> WHAT NEEDS TO BE DONE
Give all of the material below as a numbered list, leaving out any blank lines.

* Start DATASET RECORDS *

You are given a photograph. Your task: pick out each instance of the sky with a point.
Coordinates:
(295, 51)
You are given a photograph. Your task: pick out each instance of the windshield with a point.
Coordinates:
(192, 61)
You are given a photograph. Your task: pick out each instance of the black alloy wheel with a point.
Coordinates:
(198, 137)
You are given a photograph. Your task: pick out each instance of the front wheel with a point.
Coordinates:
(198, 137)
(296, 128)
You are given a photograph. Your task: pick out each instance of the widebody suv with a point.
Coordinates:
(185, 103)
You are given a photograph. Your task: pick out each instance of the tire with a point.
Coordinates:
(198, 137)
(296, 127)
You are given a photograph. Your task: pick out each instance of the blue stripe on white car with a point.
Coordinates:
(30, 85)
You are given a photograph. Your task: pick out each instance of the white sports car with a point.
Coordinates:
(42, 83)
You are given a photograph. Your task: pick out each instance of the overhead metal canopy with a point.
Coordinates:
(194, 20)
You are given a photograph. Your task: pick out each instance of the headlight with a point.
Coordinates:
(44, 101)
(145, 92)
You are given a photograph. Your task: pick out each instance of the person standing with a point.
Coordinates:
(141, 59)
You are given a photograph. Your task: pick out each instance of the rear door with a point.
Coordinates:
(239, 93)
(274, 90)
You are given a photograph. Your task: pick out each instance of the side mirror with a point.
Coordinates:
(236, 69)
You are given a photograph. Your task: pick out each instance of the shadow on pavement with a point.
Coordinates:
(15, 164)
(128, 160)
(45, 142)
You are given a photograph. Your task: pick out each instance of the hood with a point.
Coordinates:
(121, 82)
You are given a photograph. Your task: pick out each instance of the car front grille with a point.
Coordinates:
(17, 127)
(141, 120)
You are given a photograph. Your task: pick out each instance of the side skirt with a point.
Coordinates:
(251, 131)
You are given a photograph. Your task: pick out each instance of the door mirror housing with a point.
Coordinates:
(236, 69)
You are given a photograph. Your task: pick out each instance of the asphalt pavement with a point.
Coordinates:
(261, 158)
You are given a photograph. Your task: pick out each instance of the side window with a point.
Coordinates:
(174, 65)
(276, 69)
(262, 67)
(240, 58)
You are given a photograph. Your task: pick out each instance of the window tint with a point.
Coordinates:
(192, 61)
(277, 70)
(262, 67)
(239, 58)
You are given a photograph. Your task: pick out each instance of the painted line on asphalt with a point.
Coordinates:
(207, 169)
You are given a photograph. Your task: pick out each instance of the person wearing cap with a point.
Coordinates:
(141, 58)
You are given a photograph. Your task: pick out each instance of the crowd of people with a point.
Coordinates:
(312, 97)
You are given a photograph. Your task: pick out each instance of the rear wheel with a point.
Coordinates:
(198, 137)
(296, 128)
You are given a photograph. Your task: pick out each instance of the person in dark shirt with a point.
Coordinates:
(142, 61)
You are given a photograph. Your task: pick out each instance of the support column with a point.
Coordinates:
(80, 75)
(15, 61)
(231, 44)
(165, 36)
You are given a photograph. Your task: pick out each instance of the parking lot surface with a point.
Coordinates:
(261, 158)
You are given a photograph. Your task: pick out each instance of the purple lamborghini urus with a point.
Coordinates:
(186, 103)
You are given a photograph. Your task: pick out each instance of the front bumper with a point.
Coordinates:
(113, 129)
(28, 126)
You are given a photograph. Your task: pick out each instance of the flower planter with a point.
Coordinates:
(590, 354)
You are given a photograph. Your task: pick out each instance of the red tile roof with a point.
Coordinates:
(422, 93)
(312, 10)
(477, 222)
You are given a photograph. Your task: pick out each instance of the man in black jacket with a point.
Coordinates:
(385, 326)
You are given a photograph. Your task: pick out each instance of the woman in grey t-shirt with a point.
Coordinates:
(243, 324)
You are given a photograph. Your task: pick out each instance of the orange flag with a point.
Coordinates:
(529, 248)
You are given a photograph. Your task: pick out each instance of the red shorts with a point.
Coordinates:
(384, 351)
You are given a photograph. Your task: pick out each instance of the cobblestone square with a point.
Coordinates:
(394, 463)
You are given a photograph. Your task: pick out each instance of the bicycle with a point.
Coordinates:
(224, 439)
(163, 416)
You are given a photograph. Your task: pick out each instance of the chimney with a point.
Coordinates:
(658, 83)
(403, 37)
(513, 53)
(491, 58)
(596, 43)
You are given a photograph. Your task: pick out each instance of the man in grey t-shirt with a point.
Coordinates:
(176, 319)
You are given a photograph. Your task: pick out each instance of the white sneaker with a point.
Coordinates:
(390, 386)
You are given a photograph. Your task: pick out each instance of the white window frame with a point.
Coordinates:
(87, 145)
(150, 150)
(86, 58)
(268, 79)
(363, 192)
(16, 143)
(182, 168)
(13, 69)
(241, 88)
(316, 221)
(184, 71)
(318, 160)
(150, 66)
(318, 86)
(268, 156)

* End DATASET RECORDS *

> TASK RESULT
1. You are given a photograph. Your task: pick out each instance of the sky with a point.
2. Coordinates:
3. (295, 51)
4. You are given a photograph. Your task: pick out each instance of the windshield with a point.
5. Coordinates:
6. (192, 61)
7. You are given a photograph. Your task: pick out each instance of the black alloy wheel with a point.
8. Coordinates:
9. (198, 137)
10. You are given a photograph. Your task: pick out each instance of the front wheel with a point.
11. Coordinates:
12. (198, 137)
13. (296, 128)
14. You are given a photograph. Your task: pick out each instance of the widebody suv with a point.
15. Coordinates:
16. (185, 103)
17. You are given a photograph. Your task: pick out each instance of the tire with a point.
18. Coordinates:
19. (198, 137)
20. (296, 127)
21. You are given a photograph. Your task: pick out each instance of the blue stripe on white car with a point.
22. Coordinates:
23. (30, 85)
24. You are given a photograph. Your task: pick out each instance of the white sports car with a point.
25. Coordinates:
26. (42, 83)
27. You are given a photograph. Your task: pick out each instance of the overhead metal canopy with a point.
28. Coordinates:
29. (194, 20)
30. You are given a photograph. Your task: pick out each instance of the headlight with a point.
31. Coordinates:
32. (44, 101)
33. (145, 92)
34. You are given a photograph. Your task: pick out each instance of the person standing with a point.
35. Coordinates:
36. (141, 59)
37. You are given a photograph. Your task: pick out each instance of the rear door with a point.
38. Coordinates:
39. (239, 93)
40. (274, 90)
41. You are given a photograph. Your task: pick out each instance of the side mirror with a point.
42. Coordinates:
43. (236, 69)
44. You are given a photograph. Your task: pick out each instance of the shadow on pavement with a point.
45. Coordinates:
46. (15, 164)
47. (128, 160)
48. (45, 142)
49. You are given a photograph. Your task: pick out each instance of the hood with a point.
50. Coordinates:
51. (121, 82)
52. You are given a photograph. Your task: pick out each instance of the car front grille with a point.
53. Coordinates:
54. (17, 127)
55. (141, 120)
56. You are given a photograph. Your task: pick out each instance of the side skirt with a point.
57. Coordinates:
58. (251, 131)
59. You are given a photograph. Your task: pick out each instance of the door mirror housing with a point.
60. Coordinates:
61. (236, 69)
62. You are given a photograph. Your task: pick out each instance of the asphalt pavement with a point.
63. Coordinates:
64. (261, 158)
65. You are given a photograph. Your task: pick out each instance of the side window with a point.
66. Coordinates:
67. (174, 65)
68. (276, 69)
69. (262, 67)
70. (240, 58)
71. You are given a photograph. Your task: pick out each instance of the window tint with a point.
72. Coordinates:
73. (192, 61)
74. (277, 70)
75. (262, 67)
76. (239, 58)
77. You are given a photograph. Your task: pick out each instance of the painted line on asphalt with a point.
78. Coordinates:
79. (207, 169)
80. You are given a photograph. Your task: pick out each instance of the person wearing cap with a point.
81. Coordinates:
82. (141, 58)
83. You are given a photograph. Your task: pick out each instance of the crowd of people with a point.
84. Coordinates:
85. (312, 97)
86. You are given a photograph. Your task: pick out each instance of the rear wheel with a point.
87. Coordinates:
88. (198, 137)
89. (296, 128)
90. You are given a photograph. Your task: pick out each instance of the person in dark shirt with a point.
91. Coordinates:
92. (142, 61)
93. You are given a photograph. Your task: pick out each instance of the support column with a point.
94. Coordinates:
95. (80, 75)
96. (15, 61)
97. (231, 44)
98. (165, 36)
99. You are given a photograph. Your task: pick out each instance of the parking lot surface with a point.
100. Coordinates:
101. (261, 158)
102. You are given a photograph. Your task: pick out each instance of the purple lamborghini urus with a point.
103. Coordinates:
104. (186, 103)
105. You are given a photograph. Your task: pick out each instance of the front bumper with a point.
106. Coordinates:
107. (113, 129)
108. (28, 126)
109. You are given a photograph. Your task: pick out each instance of the flower planter with a point.
110. Coordinates:
111. (590, 354)
112. You are given a photograph. Your task: pick out each instance of the red tile roof with a point.
113. Coordinates:
114. (422, 93)
115. (312, 10)
116. (477, 222)
117. You are given a photograph. Your task: pick out each instance of the man in black jacket with a point.
118. Coordinates:
119. (385, 326)
120. You are given a photograph. Your task: pick out each instance of the woman in grey t-shirt with a point.
121. Coordinates:
122. (243, 324)
123. You are given a photograph. Your task: pick out each instance of the orange flag with a point.
124. Coordinates:
125. (529, 248)
126. You are given a photograph. Your task: pick out each instance of the red shorts with a point.
127. Coordinates:
128. (384, 351)
129. You are given a photograph. Your task: pick out each instance of the cobblestone square with a point.
130. Coordinates:
131. (394, 463)
132. You are given a photograph. Your task: pick out each instance of the bicycle with a point.
133. Coordinates:
134. (224, 439)
135. (163, 416)
136. You are given a photograph. Your task: pick out each instance of the chimney with a point.
137. Coordinates:
138. (658, 83)
139. (403, 37)
140. (513, 53)
141. (491, 58)
142. (596, 43)
143. You are given a photograph. Your task: pick out each instance of the man in grey t-shirt with a point.
144. Coordinates:
145. (176, 319)
146. You are given a photograph. Your task: pick out each instance of the white sneaker with a point.
147. Coordinates:
148. (390, 386)
149. You are given a photograph. Your task: pick out each instance of the white window frame with a point.
150. Coordinates:
151. (87, 145)
152. (150, 150)
153. (86, 58)
154. (268, 79)
155. (363, 192)
156. (16, 143)
157. (182, 168)
158. (13, 69)
159. (241, 88)
160. (316, 221)
161. (184, 71)
162. (318, 160)
163. (150, 66)
164. (318, 86)
165. (268, 156)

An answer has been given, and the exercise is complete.